“Aller à la rencontre des gens, recréer du lien, écouter les gens, dialoguer, rentrer dans le débat…” Simon Perrot, Directeur Général du groupe Nice-Matin, est un homme de terrain. Depuis sa prise de fonctions fin juin 2024, il veut insuffler un nouveau souffle : l’envie de prendre des risques avec, toujours, un maximum de qualité et la proximité qui fait la force de la PQR. “On doit réinstaller notre marque dans les territoires”, martèle-t-il. Homme de médias et de communication, à la tête de l’agence de com’ de la Dépêche du Midi durant plus de cinq ans avant de rejoindre le groupe Nice-Matin, il croit beaucoup “dans la force de [leurs] marques éditeurs”. “Je sais qu’on peut être très fort ensemble, tout en respectant profondément l’identité de chacune de nos marques.” Avec, comme enjeu, de très nombreux défis à relever ! Entretien.
DS : Quel est, selon vous, le défi qui déterminera la survie ou la prospérité de la PQR dans les cinq prochaines années, et pourquoi ?
SP : Je pense que ce sera notre capacité à réinventer notre modèle tout en conservant les valeurs universelles de nos marques éditeurs. En d’autres termes, convaincre et fidéliser les différentes générations en leur offrant une expérience de contenu adaptée et, surtout, réinventée. Avec, comme fil d’ariane, l’authenticité, la confiance et la proximité de nos marques. Nous devons consolider notre positionnement de groupe de presse local cette année, avant de devenir un groupe de communication local dans le futur : c’est de cette manière que j’aime synthétiser à nos collaborateurs notre projet à court et moyen terme.
DS : Dans cinq ans, quels seront les indicateurs de succès pour la PQR ?
· · · ·
* [Objectif énoncé 1]: Filtrez les entrées en recopiant chaque ligne qui contient la chaîne « vest ». Tenez compte de la casse.
· · · ·
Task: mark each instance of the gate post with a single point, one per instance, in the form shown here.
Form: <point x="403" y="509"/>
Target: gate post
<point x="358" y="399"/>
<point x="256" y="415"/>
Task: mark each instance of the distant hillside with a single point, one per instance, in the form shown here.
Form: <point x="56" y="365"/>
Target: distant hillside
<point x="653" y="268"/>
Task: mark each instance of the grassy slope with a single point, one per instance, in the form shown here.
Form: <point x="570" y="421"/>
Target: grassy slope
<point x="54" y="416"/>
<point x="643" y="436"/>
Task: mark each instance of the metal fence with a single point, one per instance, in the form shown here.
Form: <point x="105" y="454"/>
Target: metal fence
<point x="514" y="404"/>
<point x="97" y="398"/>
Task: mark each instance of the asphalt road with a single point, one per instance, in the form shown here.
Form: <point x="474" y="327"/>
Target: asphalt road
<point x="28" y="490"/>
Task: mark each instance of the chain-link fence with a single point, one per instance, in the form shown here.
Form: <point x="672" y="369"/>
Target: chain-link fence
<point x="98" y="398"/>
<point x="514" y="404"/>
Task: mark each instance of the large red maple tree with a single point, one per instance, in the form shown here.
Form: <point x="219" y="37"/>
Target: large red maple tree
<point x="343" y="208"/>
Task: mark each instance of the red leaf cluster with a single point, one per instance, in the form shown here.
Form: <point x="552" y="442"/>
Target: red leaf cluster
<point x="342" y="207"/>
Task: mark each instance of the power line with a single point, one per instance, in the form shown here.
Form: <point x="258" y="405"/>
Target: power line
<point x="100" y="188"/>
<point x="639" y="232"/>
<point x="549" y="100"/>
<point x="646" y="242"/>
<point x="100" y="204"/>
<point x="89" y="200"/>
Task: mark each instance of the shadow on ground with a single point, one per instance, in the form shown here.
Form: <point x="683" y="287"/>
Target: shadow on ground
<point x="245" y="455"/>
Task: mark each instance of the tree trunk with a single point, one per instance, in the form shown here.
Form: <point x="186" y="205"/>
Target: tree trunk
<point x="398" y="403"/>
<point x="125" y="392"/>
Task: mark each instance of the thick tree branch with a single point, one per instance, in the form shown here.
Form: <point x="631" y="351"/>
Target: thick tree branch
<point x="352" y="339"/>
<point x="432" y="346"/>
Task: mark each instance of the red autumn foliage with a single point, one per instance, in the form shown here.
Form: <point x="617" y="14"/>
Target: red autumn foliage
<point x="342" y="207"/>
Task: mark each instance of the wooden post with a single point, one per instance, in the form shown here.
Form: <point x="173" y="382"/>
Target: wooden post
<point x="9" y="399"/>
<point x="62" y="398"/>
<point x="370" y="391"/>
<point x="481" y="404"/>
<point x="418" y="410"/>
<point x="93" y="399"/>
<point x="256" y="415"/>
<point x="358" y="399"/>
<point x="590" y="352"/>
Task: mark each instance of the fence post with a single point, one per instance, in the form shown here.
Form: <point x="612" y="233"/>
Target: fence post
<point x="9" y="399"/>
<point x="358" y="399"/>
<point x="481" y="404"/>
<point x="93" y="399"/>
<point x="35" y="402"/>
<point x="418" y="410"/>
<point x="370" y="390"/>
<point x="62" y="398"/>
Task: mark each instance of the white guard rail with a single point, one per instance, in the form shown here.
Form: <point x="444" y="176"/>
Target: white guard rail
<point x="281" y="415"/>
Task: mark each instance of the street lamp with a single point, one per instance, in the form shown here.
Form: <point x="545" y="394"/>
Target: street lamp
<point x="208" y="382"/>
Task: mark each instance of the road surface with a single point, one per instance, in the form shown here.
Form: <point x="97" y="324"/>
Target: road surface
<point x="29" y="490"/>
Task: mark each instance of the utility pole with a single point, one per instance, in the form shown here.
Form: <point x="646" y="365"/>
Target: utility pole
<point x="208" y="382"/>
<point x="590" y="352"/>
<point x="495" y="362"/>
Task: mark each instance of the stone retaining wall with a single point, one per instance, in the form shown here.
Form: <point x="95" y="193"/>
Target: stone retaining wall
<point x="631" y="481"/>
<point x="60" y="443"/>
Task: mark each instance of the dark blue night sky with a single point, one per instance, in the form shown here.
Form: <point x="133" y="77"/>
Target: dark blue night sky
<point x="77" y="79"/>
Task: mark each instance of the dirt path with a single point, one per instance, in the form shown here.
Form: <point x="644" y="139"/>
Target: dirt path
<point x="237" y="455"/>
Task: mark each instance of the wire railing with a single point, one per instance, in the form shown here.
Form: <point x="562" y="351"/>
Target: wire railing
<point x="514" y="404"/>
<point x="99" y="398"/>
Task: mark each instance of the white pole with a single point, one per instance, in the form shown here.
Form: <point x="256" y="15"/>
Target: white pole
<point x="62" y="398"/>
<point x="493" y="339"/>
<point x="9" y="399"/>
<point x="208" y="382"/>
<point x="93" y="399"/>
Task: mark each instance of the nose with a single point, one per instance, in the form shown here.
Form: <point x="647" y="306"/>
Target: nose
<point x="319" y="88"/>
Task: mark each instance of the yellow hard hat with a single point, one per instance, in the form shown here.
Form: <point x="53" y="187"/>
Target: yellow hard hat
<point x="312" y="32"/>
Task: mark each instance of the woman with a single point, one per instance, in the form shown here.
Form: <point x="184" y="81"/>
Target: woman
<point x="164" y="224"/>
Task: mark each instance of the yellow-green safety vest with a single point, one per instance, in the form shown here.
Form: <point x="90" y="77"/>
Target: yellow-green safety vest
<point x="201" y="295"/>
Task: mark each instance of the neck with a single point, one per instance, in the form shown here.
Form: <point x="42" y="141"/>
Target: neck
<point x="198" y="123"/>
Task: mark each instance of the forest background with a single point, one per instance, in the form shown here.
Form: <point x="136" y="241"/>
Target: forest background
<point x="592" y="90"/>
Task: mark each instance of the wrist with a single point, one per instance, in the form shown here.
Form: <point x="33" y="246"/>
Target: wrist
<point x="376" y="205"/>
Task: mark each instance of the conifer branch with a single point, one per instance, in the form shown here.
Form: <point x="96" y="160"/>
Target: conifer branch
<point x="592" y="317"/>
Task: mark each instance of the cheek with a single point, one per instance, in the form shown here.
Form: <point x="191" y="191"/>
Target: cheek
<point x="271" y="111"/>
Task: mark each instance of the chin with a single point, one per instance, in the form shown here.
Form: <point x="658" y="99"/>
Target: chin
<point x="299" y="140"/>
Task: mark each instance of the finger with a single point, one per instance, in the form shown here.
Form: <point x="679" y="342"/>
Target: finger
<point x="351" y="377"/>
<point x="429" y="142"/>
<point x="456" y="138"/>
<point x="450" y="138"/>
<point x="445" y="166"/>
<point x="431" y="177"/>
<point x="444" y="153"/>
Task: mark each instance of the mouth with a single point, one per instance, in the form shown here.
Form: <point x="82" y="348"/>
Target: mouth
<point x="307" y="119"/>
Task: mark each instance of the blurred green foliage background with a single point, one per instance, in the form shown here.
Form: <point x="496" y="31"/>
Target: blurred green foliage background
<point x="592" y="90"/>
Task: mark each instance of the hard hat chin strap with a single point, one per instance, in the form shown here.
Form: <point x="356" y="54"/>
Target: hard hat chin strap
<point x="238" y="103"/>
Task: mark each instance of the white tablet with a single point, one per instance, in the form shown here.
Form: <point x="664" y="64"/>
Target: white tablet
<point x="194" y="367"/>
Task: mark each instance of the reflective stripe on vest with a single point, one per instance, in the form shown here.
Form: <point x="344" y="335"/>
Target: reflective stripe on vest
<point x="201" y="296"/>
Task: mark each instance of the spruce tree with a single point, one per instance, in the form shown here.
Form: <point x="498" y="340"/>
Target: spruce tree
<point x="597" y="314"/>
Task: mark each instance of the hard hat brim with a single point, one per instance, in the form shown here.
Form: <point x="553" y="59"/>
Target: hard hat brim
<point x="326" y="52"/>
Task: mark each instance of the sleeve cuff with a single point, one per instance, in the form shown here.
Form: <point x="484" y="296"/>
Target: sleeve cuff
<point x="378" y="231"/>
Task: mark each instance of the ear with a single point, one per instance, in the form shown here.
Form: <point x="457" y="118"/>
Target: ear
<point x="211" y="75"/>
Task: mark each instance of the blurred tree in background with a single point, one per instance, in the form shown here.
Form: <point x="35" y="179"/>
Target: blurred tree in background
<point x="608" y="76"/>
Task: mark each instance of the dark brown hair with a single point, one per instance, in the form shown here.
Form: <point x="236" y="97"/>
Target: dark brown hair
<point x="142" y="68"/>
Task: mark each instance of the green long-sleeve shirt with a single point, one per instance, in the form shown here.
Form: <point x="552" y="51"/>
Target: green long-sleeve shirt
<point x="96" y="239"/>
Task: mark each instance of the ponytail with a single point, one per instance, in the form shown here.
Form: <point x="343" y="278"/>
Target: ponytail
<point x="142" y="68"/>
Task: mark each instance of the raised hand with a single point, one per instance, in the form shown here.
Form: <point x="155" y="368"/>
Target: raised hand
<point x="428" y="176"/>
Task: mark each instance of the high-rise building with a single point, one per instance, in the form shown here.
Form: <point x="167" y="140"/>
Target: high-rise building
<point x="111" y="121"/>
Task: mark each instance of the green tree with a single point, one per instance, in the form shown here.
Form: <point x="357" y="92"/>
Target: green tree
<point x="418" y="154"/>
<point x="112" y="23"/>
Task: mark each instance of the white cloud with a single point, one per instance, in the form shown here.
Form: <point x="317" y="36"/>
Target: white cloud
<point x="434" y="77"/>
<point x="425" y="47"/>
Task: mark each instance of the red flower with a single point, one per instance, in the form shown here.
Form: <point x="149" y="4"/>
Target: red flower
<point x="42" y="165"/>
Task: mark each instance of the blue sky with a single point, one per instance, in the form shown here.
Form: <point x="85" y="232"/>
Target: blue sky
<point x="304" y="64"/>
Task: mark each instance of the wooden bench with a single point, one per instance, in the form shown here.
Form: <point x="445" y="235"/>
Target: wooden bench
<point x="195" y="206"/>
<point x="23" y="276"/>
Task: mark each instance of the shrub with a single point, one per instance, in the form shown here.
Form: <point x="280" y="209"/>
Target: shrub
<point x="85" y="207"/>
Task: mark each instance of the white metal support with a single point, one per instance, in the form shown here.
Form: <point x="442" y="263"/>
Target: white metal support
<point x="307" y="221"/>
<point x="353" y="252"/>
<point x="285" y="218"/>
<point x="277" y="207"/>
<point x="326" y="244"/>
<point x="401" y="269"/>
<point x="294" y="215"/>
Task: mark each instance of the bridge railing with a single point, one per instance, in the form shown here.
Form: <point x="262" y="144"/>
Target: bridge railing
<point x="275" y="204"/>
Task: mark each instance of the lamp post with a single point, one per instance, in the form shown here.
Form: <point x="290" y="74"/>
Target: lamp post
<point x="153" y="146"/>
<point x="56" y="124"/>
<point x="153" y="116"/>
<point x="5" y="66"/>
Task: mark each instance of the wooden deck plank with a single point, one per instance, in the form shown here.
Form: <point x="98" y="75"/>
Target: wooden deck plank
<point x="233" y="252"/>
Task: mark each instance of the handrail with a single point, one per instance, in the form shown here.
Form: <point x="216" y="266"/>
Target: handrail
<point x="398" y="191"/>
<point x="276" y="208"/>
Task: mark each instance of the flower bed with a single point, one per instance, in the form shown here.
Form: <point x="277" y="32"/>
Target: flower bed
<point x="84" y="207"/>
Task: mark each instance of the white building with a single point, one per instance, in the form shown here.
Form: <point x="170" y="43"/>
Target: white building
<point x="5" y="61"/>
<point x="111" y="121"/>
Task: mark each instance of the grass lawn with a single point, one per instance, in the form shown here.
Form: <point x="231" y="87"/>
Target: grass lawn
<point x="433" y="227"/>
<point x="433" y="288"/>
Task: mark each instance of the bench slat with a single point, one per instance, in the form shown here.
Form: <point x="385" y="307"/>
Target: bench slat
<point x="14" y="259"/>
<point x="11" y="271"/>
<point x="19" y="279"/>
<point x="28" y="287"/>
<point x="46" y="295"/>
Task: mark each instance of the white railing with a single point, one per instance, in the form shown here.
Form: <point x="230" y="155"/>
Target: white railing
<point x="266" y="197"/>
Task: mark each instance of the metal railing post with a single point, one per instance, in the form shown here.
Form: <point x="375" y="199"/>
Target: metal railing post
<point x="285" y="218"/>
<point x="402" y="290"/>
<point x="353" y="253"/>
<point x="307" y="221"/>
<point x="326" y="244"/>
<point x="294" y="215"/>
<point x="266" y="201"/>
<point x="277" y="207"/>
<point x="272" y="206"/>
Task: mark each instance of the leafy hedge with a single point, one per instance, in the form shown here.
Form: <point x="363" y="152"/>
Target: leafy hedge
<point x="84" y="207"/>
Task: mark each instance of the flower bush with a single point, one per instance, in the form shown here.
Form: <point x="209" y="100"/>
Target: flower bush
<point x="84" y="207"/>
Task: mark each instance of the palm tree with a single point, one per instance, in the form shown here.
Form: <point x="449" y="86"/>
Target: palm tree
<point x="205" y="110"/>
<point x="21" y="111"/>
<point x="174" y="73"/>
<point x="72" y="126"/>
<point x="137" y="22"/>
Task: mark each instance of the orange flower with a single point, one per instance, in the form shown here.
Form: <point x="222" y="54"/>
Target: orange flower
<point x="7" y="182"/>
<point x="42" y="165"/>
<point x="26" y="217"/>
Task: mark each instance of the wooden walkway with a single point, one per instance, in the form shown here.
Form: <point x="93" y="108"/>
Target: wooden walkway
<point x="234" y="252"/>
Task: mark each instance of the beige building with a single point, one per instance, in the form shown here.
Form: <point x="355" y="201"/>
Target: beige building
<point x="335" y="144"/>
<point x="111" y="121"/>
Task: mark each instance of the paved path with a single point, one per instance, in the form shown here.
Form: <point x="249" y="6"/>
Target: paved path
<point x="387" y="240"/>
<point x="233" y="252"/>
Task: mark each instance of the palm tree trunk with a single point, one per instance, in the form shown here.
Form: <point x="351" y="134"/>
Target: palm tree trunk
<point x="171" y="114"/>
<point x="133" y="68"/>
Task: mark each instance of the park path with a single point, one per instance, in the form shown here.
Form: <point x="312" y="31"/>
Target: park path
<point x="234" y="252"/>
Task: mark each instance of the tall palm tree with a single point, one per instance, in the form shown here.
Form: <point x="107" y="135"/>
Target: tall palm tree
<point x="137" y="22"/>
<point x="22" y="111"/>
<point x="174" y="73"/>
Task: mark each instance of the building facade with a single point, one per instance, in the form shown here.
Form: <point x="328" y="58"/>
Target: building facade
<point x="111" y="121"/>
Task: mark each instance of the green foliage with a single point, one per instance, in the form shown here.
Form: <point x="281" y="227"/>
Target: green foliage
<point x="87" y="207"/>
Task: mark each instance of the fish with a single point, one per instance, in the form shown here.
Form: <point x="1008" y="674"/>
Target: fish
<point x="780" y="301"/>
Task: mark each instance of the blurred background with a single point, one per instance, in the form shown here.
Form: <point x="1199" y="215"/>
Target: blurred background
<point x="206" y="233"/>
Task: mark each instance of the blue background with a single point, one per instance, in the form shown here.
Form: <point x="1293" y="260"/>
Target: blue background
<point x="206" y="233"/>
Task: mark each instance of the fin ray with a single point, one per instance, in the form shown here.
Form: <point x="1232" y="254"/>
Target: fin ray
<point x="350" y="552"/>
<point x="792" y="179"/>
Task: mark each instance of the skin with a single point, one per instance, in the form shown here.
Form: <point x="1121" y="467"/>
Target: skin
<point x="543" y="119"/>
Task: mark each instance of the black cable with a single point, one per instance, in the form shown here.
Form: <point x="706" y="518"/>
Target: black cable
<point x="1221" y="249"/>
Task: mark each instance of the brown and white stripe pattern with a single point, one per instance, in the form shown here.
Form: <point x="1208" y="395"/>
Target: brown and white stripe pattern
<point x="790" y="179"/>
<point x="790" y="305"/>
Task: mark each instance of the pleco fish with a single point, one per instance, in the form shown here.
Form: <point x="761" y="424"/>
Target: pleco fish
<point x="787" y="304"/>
· · · ·
* [Objectif énoncé 2]: Dans l'entretien, reprenez le passage qui commence par les mots « SP : Je pense » et s'arrête après « pour la PQR ? ». Substituez-y « fonctionnement » à « modèle ».

* [Réponse complète 1]:
Task: mark each instance of the yellow-green safety vest with a single point, one per instance, in the form shown here.
Target: yellow-green safety vest
Task: mark each instance of the reflective stripe on vest with a single point, one per instance, in the form shown here.
Target: reflective stripe on vest

* [Réponse complète 2]:
SP : Je pense que ce sera notre capacité à réinventer notre fonctionnement tout en conservant les valeurs universelles de nos marques éditeurs. En d’autres termes, convaincre et fidéliser les différentes générations en leur offrant une expérience de contenu adaptée et, surtout, réinventée. Avec, comme fil d’ariane, l’authenticité, la confiance et la proximité de nos marques. Nous devons consolider notre positionnement de groupe de presse local cette année, avant de devenir un groupe de communication local dans le futur : c’est de cette manière que j’aime synthétiser à nos collaborateurs notre projet à court et moyen terme.
DS : Dans cinq ans, quels seront les indicateurs de succès pour la PQR ?